→ Directive
Repeat every line of the items below verbatim, leaving out the pictures.

→ Dataset excerpts
____

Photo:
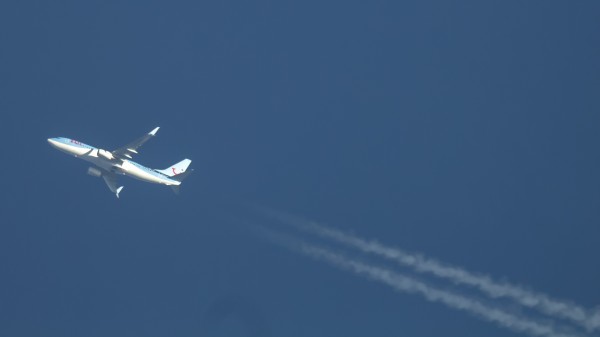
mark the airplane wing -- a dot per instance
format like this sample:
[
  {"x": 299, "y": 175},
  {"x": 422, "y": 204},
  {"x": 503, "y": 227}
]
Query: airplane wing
[
  {"x": 128, "y": 150},
  {"x": 111, "y": 181}
]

____

→ Full solution
Photo:
mark the airplane wing -- a dot per instance
format like this sample:
[
  {"x": 299, "y": 175},
  {"x": 422, "y": 204},
  {"x": 503, "y": 227}
]
Query: airplane wing
[
  {"x": 128, "y": 150},
  {"x": 111, "y": 181}
]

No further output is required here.